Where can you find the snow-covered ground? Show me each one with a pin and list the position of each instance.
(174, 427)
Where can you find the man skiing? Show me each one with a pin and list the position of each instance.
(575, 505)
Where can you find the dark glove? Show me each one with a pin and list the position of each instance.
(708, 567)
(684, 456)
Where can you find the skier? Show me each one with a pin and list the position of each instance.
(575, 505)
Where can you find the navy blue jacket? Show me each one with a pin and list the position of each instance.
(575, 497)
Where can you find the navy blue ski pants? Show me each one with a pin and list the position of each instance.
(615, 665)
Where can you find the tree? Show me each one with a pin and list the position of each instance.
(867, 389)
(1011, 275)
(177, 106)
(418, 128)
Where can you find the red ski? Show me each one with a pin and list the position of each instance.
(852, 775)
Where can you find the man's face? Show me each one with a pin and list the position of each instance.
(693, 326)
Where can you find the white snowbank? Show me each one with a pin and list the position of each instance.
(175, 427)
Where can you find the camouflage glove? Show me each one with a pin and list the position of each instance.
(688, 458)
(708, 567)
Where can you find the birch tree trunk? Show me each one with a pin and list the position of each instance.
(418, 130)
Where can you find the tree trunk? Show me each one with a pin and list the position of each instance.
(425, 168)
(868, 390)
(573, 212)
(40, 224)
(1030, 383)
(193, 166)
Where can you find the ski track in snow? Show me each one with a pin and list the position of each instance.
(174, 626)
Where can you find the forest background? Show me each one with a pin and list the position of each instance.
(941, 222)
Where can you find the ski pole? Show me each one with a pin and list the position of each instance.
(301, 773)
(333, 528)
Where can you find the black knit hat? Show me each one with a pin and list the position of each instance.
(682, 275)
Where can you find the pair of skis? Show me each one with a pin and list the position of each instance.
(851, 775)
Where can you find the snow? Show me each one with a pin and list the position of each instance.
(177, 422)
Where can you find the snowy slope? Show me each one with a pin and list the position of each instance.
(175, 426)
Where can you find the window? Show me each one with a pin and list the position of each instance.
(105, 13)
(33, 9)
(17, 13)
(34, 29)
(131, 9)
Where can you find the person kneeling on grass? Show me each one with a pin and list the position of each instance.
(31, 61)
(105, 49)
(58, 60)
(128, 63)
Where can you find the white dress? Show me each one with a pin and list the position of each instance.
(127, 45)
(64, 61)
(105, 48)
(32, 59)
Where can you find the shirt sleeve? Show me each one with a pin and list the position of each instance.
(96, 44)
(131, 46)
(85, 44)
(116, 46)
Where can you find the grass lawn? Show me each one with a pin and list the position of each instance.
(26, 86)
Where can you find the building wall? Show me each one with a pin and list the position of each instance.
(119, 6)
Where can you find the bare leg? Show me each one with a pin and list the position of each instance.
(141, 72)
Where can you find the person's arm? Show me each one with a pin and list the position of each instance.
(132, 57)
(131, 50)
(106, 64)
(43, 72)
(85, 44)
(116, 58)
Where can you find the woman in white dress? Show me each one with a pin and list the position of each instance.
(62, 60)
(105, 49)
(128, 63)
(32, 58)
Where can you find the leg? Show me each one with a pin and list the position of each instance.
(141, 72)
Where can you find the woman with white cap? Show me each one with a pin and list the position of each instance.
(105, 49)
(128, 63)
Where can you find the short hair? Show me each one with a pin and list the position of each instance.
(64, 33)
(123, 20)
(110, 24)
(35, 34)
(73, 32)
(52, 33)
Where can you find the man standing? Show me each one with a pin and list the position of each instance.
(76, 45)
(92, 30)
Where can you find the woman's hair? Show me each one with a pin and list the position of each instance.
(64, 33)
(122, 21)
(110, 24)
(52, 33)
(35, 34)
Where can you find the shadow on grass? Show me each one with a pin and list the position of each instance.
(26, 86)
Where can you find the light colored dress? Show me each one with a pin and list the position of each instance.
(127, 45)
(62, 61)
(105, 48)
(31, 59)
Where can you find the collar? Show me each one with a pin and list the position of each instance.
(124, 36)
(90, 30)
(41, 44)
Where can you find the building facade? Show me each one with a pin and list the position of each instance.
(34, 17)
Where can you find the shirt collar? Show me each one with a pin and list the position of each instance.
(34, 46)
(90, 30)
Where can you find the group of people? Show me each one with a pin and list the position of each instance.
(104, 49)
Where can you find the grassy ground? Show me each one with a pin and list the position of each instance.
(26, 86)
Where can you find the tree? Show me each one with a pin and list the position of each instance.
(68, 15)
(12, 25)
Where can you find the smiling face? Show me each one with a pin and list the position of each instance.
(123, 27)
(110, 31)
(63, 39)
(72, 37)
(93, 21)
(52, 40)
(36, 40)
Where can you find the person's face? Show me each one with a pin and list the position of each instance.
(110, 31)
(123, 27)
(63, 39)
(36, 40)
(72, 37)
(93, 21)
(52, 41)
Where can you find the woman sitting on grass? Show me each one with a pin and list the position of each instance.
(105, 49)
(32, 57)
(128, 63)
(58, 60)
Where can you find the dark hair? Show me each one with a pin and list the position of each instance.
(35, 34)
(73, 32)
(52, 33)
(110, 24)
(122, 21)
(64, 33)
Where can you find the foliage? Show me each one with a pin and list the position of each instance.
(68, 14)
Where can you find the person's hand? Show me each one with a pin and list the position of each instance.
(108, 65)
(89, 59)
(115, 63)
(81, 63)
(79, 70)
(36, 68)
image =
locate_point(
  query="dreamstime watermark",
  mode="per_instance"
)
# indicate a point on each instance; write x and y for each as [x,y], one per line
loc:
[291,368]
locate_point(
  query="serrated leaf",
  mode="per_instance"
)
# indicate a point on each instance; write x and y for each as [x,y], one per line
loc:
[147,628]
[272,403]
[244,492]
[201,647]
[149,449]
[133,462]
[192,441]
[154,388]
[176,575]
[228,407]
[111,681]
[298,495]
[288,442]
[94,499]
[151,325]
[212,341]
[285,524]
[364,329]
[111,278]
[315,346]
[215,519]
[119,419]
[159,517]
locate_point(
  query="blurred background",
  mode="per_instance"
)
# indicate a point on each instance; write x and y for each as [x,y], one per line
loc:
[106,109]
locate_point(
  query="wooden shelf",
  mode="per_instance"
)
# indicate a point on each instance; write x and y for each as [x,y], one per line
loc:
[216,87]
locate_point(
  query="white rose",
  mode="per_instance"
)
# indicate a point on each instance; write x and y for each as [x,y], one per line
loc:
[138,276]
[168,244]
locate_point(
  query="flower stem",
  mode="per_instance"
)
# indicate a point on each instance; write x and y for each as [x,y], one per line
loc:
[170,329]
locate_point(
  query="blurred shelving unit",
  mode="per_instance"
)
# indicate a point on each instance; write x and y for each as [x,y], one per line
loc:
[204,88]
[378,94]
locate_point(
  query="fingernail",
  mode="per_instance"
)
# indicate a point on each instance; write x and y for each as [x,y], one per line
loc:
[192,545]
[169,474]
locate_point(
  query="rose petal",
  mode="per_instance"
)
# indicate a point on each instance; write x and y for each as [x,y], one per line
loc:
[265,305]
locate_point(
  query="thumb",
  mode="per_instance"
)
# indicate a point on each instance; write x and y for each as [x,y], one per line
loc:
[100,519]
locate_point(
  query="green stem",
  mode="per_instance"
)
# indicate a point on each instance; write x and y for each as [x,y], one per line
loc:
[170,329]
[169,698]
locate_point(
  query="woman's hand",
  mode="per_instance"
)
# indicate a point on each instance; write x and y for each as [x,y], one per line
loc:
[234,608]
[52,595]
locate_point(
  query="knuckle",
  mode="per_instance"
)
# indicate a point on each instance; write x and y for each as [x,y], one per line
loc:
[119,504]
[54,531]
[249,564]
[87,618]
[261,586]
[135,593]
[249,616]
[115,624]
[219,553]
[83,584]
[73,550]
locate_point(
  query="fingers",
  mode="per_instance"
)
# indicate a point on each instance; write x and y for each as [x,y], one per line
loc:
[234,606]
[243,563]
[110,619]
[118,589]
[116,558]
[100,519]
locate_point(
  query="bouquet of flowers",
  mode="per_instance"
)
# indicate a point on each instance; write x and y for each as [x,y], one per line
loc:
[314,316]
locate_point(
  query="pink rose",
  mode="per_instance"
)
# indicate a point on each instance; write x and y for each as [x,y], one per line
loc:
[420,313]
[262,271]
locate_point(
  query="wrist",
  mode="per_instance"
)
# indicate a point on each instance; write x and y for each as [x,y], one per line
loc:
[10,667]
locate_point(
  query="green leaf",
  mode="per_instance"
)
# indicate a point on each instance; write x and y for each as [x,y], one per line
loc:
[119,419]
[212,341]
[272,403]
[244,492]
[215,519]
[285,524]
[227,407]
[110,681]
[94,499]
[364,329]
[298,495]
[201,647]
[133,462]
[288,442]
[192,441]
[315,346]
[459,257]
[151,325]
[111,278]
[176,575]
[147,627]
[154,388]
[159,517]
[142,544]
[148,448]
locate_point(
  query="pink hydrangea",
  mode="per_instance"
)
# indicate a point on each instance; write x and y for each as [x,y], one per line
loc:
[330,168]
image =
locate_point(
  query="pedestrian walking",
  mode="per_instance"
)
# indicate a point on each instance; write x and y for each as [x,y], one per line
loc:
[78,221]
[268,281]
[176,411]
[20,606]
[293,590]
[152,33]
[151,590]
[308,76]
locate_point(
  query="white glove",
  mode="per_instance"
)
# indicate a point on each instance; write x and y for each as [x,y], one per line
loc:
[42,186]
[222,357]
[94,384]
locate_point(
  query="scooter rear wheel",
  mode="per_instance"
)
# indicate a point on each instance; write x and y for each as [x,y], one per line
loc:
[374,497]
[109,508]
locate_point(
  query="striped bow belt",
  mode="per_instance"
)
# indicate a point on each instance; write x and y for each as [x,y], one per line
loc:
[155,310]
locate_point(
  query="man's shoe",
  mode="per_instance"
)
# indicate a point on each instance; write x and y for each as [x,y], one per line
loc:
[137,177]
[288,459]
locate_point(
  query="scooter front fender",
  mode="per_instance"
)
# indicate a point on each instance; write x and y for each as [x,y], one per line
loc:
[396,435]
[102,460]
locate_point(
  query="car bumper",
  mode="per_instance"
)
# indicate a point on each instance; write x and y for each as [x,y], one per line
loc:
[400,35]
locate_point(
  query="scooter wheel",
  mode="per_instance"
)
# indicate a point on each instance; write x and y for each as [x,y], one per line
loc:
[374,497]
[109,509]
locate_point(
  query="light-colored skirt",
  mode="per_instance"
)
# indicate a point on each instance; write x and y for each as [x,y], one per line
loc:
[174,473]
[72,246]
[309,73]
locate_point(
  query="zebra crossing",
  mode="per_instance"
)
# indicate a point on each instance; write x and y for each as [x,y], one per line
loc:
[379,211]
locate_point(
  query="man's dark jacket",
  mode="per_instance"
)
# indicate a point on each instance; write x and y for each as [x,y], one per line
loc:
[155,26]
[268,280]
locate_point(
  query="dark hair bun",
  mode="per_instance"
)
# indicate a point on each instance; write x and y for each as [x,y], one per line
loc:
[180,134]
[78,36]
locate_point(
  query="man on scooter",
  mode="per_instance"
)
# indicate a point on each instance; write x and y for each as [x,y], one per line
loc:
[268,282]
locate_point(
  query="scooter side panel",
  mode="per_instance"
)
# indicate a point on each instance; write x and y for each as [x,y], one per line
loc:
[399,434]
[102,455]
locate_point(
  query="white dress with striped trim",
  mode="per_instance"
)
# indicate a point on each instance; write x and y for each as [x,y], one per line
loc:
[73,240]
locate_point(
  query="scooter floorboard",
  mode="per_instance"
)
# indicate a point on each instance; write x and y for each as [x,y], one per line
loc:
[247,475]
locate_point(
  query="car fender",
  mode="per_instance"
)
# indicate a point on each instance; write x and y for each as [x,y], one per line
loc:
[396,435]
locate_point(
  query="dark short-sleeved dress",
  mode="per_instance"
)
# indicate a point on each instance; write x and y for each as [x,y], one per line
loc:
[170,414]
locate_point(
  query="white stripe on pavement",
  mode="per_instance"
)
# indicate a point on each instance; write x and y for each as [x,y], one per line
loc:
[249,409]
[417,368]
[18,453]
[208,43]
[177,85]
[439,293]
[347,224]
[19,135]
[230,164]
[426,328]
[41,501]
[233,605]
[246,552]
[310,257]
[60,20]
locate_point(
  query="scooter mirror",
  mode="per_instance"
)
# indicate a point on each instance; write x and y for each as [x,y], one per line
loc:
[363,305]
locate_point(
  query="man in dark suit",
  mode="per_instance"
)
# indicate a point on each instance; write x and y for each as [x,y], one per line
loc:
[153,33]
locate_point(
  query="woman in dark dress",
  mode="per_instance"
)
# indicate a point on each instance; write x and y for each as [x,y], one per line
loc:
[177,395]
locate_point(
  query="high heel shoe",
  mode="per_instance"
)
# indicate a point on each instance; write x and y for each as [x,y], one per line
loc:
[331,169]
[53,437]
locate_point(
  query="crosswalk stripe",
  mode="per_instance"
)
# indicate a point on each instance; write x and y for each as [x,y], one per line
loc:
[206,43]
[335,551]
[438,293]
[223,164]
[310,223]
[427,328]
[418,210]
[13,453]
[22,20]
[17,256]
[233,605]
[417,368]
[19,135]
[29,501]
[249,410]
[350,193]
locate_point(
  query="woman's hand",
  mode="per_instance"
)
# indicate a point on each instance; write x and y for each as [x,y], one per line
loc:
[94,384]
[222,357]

Work request >> Where does the word "wheel" appear in the records? Copy every line that holds it.

Answer area >>
  query="scooter rear wheel",
  query="scooter wheel",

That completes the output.